→ What this task involves:
Rewrite the records below as a numbered list, one line per item, and leave out any blank lines.

→ Entries supplied:
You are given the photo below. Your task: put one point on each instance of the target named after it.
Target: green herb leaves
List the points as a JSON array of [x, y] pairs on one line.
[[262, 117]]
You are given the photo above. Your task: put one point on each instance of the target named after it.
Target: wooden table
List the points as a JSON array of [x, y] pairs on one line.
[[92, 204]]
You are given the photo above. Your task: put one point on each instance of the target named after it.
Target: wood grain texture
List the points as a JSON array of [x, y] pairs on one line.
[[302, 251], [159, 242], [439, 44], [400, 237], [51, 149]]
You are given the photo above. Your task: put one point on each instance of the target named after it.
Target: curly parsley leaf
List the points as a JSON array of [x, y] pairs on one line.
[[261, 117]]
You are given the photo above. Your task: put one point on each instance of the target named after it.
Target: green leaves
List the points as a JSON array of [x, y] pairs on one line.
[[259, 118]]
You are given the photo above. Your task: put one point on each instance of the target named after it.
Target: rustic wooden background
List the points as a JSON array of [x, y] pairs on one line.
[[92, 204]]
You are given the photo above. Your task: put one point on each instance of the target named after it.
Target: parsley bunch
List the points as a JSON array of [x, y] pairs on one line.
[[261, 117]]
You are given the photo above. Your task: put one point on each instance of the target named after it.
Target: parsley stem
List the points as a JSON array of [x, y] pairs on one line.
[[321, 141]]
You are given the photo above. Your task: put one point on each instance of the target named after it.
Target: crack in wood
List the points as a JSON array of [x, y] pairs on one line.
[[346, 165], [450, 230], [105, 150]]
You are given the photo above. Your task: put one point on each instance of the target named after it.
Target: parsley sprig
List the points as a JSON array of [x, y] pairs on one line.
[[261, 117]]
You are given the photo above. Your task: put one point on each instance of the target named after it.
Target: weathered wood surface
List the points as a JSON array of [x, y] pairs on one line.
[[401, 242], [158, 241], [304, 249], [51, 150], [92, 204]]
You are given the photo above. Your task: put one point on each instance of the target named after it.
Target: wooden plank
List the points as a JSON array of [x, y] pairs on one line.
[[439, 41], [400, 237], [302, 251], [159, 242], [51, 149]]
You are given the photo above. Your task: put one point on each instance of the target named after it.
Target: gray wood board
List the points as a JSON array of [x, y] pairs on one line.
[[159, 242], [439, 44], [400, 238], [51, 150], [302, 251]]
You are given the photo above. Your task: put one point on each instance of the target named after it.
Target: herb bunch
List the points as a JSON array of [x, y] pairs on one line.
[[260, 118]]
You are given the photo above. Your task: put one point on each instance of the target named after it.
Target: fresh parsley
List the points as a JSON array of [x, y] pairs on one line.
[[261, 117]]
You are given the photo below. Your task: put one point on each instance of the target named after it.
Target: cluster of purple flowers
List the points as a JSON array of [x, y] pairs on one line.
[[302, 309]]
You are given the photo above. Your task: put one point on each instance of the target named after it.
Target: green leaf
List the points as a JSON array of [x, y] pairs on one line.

→ Full answer:
1. You are given the photo below. Your task: put one point on each instance of the target named after it.
2. Target: green herb leaves
3. List the points as a JSON array of [x, y] pairs on one line.
4. [[262, 117]]
5. You are given the photo above. Your task: put one point on each instance of the target named after it.
6. Target: wooden table
7. List the points as a JSON array of [x, y] pairs on one line.
8. [[92, 204]]
9. You are given the photo above. Your task: put one point on each instance of the target named after it.
10. Target: wood grain texture
11. List the points as a JSON array of [x, y] pairs on one line.
12. [[302, 251], [159, 242], [439, 44], [400, 237], [51, 149]]
13. You are given the photo above. Your task: put one point on each instance of the target named after it.
14. Target: curly parsley leaf
15. List the points as a JSON array of [x, y] pairs on one line.
16. [[261, 117]]
17. You are given the photo above. Your task: put one point on each instance of the target named after it.
18. Target: green leaves
19. List the points as a JSON array of [x, y] pairs on one line.
20. [[259, 118]]
21. You are given the photo above. Your task: put one point on each instance of the target named after it.
22. Target: rustic wooden background
23. List the points as a JSON array of [x, y] pairs on one line.
24. [[92, 204]]
25. You are given the photo above. Your task: put one point on each instance of the target named after it.
26. Target: parsley bunch
27. List the points as a JSON array of [x, y] pairs on one line.
28. [[261, 117]]
29. You are given the photo above. Your task: put one point on each instance of the target named after it.
30. Target: parsley stem
31. List the points as a JSON array of [x, y] pairs on one line.
32. [[321, 141]]
33. You are given the photo above. Your task: put one point on each instance of the target named after it.
34. Target: crack in wood
35. List the points as a JSON array of [x, y] pairs on one line.
36. [[346, 165], [450, 230], [105, 150]]
37. You are given the photo above. Your task: put one point on each instance of the target named after it.
38. Target: parsley sprig
39. List the points as a JSON array of [x, y] pairs on one line.
40. [[261, 117]]
41. You are given the photo above. Your task: put one point on each instance of the target named after it.
42. Target: weathered wood surface
43. List the points as a JSON array of [x, y] pairs on one line.
44. [[401, 242], [158, 241], [304, 249], [51, 150], [92, 204]]
45. You are given the photo above. Your task: put one point on each instance of the target named after it.
46. Target: wooden plank
47. List the points as a JSON array of [x, y] pairs on one line.
48. [[439, 41], [400, 237], [302, 251], [159, 242], [51, 149]]
49. You are given the photo above. Your task: put one point on each instance of the target named after it.
50. Target: gray wood board
51. List the points as a JSON array of [x, y] pairs on one line.
52. [[159, 242], [439, 44], [400, 238], [51, 150], [302, 251]]
53. You are given the photo above. Your task: put one point on each instance of the target named after it.
54. Target: herb bunch
55. List the points as a JSON array of [x, y] pairs on one line.
56. [[260, 118]]
57. You are given the photo above. Your task: put one point on each instance of the target named after it.
58. Target: fresh parsley
59. List the points as a JSON array of [x, y] pairs on one line.
60. [[261, 117]]
61. You are given the photo below. Your task: put one point on each instance of the target named after it.
62. Target: cluster of purple flowers
63. List the points as a JSON array of [x, y] pairs on one line.
64. [[302, 309]]
65. You are given the photo above. Your task: put one point on each instance of the target named after it.
66. Target: green leaf
67. List the points as a JSON array of [x, y] pairs on one line.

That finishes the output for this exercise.